### EXERCISE REQUIREMENTS
Write out every record in full, keeping each character exactly as it is.

### EXERCISE INPUTS

======

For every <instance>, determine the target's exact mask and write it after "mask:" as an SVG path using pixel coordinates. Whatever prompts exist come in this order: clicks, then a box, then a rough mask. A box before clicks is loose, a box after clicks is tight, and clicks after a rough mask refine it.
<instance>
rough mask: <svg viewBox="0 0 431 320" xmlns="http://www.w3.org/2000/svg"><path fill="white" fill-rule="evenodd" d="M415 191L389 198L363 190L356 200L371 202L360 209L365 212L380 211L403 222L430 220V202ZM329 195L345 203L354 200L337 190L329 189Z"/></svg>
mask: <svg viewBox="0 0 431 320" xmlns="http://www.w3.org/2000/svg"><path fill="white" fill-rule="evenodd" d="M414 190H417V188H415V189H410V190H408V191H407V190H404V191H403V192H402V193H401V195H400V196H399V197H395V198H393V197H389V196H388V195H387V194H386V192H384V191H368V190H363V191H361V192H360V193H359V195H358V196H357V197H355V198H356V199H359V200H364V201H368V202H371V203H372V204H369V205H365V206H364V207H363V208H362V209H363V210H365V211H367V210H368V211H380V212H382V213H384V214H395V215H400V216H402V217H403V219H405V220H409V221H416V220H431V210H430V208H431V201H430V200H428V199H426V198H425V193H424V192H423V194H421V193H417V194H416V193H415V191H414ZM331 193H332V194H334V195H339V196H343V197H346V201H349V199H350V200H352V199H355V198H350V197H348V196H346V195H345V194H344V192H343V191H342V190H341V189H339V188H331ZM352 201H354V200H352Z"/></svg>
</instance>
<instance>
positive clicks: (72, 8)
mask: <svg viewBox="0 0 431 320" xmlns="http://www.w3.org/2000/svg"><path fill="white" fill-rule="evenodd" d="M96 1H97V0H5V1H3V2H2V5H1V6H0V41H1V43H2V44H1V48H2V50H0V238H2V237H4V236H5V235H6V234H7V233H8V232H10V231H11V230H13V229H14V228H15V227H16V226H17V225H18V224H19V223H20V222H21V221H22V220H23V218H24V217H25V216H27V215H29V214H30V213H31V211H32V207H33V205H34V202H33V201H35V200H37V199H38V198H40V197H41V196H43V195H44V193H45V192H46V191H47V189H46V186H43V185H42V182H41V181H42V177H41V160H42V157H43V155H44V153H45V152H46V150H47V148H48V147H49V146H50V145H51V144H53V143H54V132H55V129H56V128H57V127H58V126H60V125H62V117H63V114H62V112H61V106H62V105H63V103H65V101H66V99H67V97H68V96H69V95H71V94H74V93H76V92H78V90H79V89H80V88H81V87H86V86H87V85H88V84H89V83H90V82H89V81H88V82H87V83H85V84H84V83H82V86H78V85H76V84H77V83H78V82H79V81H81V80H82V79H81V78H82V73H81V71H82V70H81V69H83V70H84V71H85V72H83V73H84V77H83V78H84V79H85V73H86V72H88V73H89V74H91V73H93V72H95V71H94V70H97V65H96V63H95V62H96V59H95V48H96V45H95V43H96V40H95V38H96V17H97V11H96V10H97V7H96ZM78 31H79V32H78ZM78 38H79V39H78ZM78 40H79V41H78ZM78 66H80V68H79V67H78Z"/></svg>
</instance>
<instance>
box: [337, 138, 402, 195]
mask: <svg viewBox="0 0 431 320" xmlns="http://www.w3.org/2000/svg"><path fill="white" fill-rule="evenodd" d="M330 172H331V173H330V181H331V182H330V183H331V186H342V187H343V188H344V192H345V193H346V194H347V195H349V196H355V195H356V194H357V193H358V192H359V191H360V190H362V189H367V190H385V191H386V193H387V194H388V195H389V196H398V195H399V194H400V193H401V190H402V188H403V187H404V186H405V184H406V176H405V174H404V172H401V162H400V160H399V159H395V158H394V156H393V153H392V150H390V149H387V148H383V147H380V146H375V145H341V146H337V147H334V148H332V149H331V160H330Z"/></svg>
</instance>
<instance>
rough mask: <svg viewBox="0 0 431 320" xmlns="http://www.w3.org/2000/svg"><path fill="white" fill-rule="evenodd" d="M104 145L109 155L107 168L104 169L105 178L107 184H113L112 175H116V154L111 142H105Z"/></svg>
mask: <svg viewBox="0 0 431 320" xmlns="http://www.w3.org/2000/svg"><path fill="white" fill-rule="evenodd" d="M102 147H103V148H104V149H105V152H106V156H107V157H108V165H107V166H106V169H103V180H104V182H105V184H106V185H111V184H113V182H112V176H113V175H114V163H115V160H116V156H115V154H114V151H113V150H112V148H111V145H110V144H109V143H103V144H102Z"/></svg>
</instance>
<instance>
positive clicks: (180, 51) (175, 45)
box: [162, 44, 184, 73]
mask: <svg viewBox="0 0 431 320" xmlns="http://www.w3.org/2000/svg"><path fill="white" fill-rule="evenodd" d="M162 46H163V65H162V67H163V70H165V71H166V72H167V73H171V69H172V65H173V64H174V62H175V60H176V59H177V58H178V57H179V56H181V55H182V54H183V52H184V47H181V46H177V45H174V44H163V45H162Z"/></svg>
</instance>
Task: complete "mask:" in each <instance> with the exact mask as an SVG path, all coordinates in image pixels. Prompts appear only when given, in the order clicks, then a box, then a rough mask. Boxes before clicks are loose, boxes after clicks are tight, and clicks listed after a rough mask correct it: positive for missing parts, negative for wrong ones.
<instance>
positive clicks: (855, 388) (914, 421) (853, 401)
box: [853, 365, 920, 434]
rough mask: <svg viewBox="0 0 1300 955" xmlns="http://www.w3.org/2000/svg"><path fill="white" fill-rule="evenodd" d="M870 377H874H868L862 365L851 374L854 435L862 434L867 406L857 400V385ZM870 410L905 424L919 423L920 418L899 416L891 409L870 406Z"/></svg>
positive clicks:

======

### RESPONSE BOX
For every <instance>, determine the target's exact mask and write it after "mask:" as an SVG path using pixel coordinates. Whatever prompts exist come in this order: clicks, then a box, then a rough mask. A box before clicks is loose, a box after clicks is tight, and clicks after a rough mask refine it.
<instance>
rough mask: <svg viewBox="0 0 431 320" xmlns="http://www.w3.org/2000/svg"><path fill="white" fill-rule="evenodd" d="M415 191L389 198L363 190L356 200L371 202L360 209L365 212L380 211L403 222L430 220V202ZM329 195L345 203L354 200L337 190L329 189Z"/></svg>
mask: <svg viewBox="0 0 431 320" xmlns="http://www.w3.org/2000/svg"><path fill="white" fill-rule="evenodd" d="M414 190H417V188H415V189H410V190H408V191H407V190H404V191H403V192H402V193H401V195H400V196H399V197H395V198H393V197H389V196H388V195H387V194H386V192H384V191H368V190H363V191H361V192H360V193H359V195H358V196H357V197H355V198H356V199H359V200H364V201H368V202H371V203H372V204H369V205H365V206H364V207H363V208H362V209H363V210H365V211H367V210H368V211H380V212H382V213H384V214H395V215H400V216H402V217H403V219H405V220H409V221H416V220H431V210H430V208H431V201H430V200H428V199H426V198H425V193H424V192H423V194H421V193H417V194H416V193H415V191H414ZM331 193H332V194H334V195H339V196H343V197H346V201H349V199H350V200H352V199H355V198H350V197H348V196H346V195H345V194H344V192H343V191H342V190H341V189H339V188H331ZM352 201H354V200H352Z"/></svg>
</instance>
<instance>
positive clicks: (72, 8)
mask: <svg viewBox="0 0 431 320" xmlns="http://www.w3.org/2000/svg"><path fill="white" fill-rule="evenodd" d="M96 1H97V0H5V1H3V2H2V5H1V6H0V41H1V43H2V44H1V48H2V50H0V238H2V237H4V236H5V235H6V234H7V233H8V232H10V231H11V230H13V229H14V228H15V227H16V226H17V225H18V224H19V223H20V222H21V221H22V220H23V218H24V217H25V216H27V215H29V214H30V213H31V211H32V207H33V205H34V202H33V201H35V200H37V199H38V198H40V197H41V196H43V195H44V193H45V192H46V191H47V189H46V186H43V185H42V182H41V181H42V177H41V160H42V157H43V155H44V153H45V152H46V150H47V148H48V147H49V146H50V145H51V144H53V143H54V132H55V129H56V128H57V127H58V126H60V125H62V117H63V114H62V112H61V106H62V105H63V103H65V101H66V99H67V97H68V96H69V95H71V94H74V93H76V92H78V90H79V89H80V88H81V87H86V86H87V85H88V84H89V83H90V82H89V81H88V82H87V83H85V84H84V83H82V86H78V85H76V84H77V83H78V82H79V81H81V80H82V79H81V78H82V73H81V71H82V70H81V69H83V70H84V71H85V72H83V73H84V77H83V78H84V79H85V73H86V72H88V73H89V74H91V73H93V72H95V71H94V70H97V65H96V63H95V62H96V59H95V48H96V45H95V43H96V40H95V38H96V17H97V11H96V10H97V7H96ZM78 31H79V32H78ZM78 38H79V39H78ZM78 40H79V41H78ZM78 66H80V68H79V67H78Z"/></svg>
</instance>
<instance>
box: [337, 138, 402, 195]
mask: <svg viewBox="0 0 431 320" xmlns="http://www.w3.org/2000/svg"><path fill="white" fill-rule="evenodd" d="M330 172H331V173H330V181H331V182H330V183H331V186H342V187H343V188H344V192H345V193H346V194H347V195H349V196H355V195H356V194H357V193H358V192H359V191H360V190H362V189H367V190H385V191H386V193H387V194H388V195H389V196H398V195H399V194H400V193H401V190H402V188H403V187H404V186H405V184H406V176H405V174H404V172H401V162H400V160H399V159H395V158H394V156H393V153H392V150H390V149H387V148H383V147H380V146H375V145H341V146H337V147H334V148H332V149H331V160H330Z"/></svg>
</instance>
<instance>
rough mask: <svg viewBox="0 0 431 320" xmlns="http://www.w3.org/2000/svg"><path fill="white" fill-rule="evenodd" d="M104 145L109 155L107 168L104 169L105 178L107 184H113L112 175H116V154L111 142H105Z"/></svg>
mask: <svg viewBox="0 0 431 320" xmlns="http://www.w3.org/2000/svg"><path fill="white" fill-rule="evenodd" d="M102 147H103V148H104V149H105V152H106V156H107V157H108V165H107V166H106V169H103V180H104V182H105V184H106V185H111V184H113V182H112V176H113V175H114V163H115V160H116V156H115V154H114V151H113V150H112V148H111V145H110V144H109V143H103V144H102Z"/></svg>
</instance>
<instance>
positive clicks: (180, 51) (175, 45)
box: [162, 44, 184, 73]
mask: <svg viewBox="0 0 431 320" xmlns="http://www.w3.org/2000/svg"><path fill="white" fill-rule="evenodd" d="M162 46H163V65H162V67H163V70H165V71H166V72H167V73H171V69H172V65H173V64H174V62H175V60H176V59H177V58H178V57H179V56H181V55H182V54H183V52H184V47H181V46H177V45H174V44H163V45H162Z"/></svg>
</instance>
Task: complete "mask:" in each <instance> with the exact mask as an SVG path, all coordinates in image pixels. Prompts appear only when given, in the order clicks, then a box, then a rough mask. Boxes before clicks are loose, boxes after clicks are tight, and clicks listed after a rough mask correct it: positive for missing parts, negative for wrong ones.
<instance>
positive clicks: (855, 388) (914, 421) (853, 401)
box: [853, 365, 920, 434]
rough mask: <svg viewBox="0 0 1300 955" xmlns="http://www.w3.org/2000/svg"><path fill="white" fill-rule="evenodd" d="M870 377H874H868L862 365L851 374L854 435L862 434L867 406L857 400V385ZM870 410L905 424L919 423L920 418L899 416L891 409L870 406Z"/></svg>
positive clicks:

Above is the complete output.